→ WORK INSTRUCTION 1
In the passage on 3D metrology, what does a 3D imaging system typically require for medical and dental imaging?
→ WORK INSTRUCTION 2
Continue the passage on fringe-interferometry 3D metrology, starting after its last sentence.

→ TEXT PASSAGE
※

Precision non-contact three-dimensional (3D) metrology based on fringe interferometry has been developed for a range of industrial applications. Generally measurements are made over large volumes at low data acquisition speeds. For a variety of applications such as medical and dental imaging a 3D imaging system typically requires high spatial resolution and short measurement durations. Furthermore, many systems are limited in size to enable use by an operator such as a technician, doctor or dentist. PCT Patent Application No. PCT/US08/80940, incorporated by reference herein, describes examples of compact 3D imaging systems.

※

[Referring expression pointing records]
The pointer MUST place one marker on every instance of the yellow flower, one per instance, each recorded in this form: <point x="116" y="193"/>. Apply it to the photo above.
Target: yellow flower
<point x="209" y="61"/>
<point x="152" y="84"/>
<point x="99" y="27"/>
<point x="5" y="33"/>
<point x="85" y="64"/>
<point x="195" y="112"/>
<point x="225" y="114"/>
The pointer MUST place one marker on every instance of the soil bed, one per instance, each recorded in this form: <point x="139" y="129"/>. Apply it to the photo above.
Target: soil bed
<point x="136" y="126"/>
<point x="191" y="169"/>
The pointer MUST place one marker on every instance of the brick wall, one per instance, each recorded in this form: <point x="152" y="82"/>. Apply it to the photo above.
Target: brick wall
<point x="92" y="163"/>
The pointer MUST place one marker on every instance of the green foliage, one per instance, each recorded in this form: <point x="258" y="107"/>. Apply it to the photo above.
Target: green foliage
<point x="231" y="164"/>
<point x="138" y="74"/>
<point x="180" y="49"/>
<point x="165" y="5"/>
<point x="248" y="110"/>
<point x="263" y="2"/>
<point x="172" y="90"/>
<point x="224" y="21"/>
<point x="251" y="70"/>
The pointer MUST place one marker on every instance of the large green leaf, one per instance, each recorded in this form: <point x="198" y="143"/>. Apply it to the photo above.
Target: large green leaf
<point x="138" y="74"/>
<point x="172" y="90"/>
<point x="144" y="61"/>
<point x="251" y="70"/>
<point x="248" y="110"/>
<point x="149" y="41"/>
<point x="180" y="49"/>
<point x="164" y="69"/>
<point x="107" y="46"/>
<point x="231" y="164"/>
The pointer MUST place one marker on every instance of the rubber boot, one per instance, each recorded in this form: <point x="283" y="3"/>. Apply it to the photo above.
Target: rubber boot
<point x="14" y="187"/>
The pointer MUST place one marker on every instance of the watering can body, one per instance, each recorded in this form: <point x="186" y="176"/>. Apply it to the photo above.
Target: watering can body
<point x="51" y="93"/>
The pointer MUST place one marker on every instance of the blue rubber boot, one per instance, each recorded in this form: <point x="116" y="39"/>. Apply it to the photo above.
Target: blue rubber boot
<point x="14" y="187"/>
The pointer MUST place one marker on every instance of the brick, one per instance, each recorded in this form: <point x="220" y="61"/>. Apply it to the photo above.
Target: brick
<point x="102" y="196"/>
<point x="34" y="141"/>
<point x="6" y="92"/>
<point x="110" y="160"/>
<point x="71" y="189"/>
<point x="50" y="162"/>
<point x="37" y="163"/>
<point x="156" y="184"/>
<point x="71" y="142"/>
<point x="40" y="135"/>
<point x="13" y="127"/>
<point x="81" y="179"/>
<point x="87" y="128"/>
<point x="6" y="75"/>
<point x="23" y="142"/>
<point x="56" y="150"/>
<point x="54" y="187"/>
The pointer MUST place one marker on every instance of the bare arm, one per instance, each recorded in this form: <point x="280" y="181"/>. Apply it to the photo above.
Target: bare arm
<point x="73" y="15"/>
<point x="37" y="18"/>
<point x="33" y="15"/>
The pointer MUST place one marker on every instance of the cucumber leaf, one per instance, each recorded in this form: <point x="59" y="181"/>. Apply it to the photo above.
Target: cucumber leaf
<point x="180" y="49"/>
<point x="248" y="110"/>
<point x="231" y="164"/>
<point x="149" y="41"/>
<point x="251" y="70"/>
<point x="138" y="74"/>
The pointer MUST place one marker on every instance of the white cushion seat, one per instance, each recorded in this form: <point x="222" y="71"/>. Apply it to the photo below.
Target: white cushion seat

※

→ EXERCISE RESPONSE 1
High spatial resolution and short measurement durations.

→ EXERCISE RESPONSE 2
Conventional systems addressing the above limitations are limited in speed due to the requirement to accurately move (i.e., phase shift) fringes projected onto the surface of the object being measured. Some systems are based on moving a component in the fringe projector with submicron precision. Other systems require precision motion of a fringe projector in small steps. For example, U.S. Pat. No. 4,964,770 discloses a 3D measurement system which projects a pattern of stripes on the surface of a tooth. An image of the stripe pattern is acquired before the stripe projector is moved to other positions where additional images of the stripe pattern are acquired. Thus the system depends on precision motion of the stripe projector, projector pointing stability and the stability of the object (tooth) throughout the data acquisition interval.
Phase Measurement Interferometry (PMI) techniques are used in some precision non-contact 3D metrology systems where coherent radiation scattered from an object to be measured is combined with a coherent reference beam to generate an interference fringe pattern at a detector array. The phase of the reference beam is varied and images of the fringe patterns are acquired for multiple phase values.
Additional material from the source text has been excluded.